Working data:

+ + + + + + +

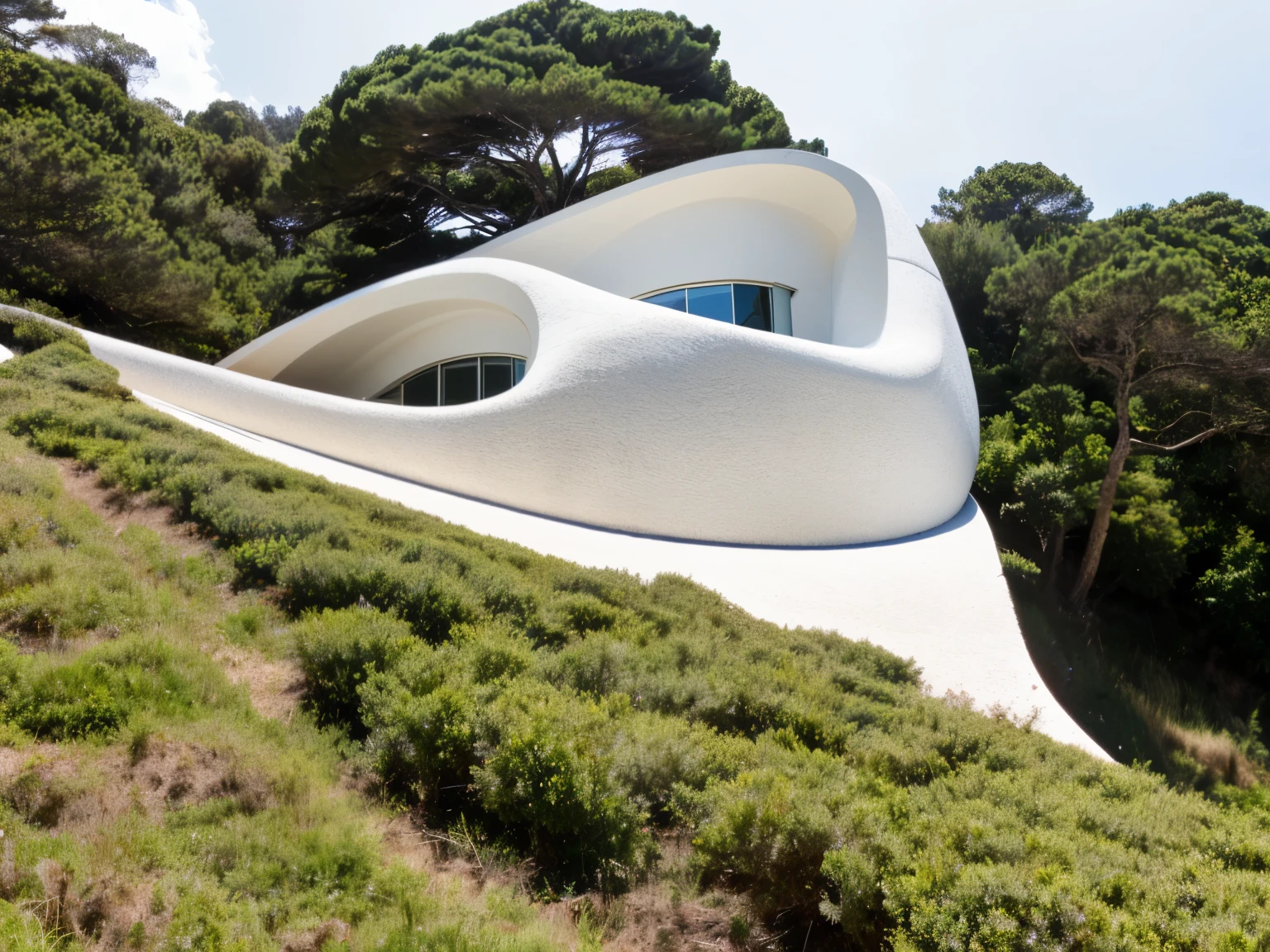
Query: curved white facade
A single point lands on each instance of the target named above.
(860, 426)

+ + + + + + +

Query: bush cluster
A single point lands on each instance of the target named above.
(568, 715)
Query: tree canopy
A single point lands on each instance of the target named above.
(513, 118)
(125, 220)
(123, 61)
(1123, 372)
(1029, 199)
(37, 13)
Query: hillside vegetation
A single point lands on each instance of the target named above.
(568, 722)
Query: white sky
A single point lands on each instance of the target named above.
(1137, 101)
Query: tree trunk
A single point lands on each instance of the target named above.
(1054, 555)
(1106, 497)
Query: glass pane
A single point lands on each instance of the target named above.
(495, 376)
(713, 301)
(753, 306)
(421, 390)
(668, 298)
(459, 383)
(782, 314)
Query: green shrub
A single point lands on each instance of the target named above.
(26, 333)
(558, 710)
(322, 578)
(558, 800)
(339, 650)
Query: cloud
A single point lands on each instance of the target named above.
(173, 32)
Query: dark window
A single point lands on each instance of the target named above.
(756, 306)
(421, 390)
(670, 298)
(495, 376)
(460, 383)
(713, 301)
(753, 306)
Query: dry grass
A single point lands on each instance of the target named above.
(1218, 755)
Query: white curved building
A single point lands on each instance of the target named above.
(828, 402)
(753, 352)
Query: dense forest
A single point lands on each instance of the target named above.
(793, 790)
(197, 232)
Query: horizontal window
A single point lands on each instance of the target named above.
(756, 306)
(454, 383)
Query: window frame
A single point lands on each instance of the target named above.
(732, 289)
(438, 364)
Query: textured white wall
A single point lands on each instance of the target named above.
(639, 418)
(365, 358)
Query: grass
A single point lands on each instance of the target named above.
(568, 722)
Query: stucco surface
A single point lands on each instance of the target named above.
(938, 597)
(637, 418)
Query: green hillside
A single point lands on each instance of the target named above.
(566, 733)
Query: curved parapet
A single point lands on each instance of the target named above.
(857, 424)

+ + + + + + +

Task directions: Reproduce word for word the lines of the data above, starting with the line that contains "Query: tree canopy" and ending with the line that contains "(1106, 497)", both included.

Result for this exercise:
Query: tree canopy
A single point lands on each instance of the target named above.
(513, 118)
(125, 220)
(123, 61)
(1123, 372)
(1029, 199)
(37, 13)
Query: hillside vegetation
A single point lands on each instance of the target named above.
(568, 722)
Query: white sky
A single point lands on each instance of the target named above.
(1137, 101)
Query: tree trunk
A single point lands on each instance of the target named above.
(1054, 555)
(1106, 497)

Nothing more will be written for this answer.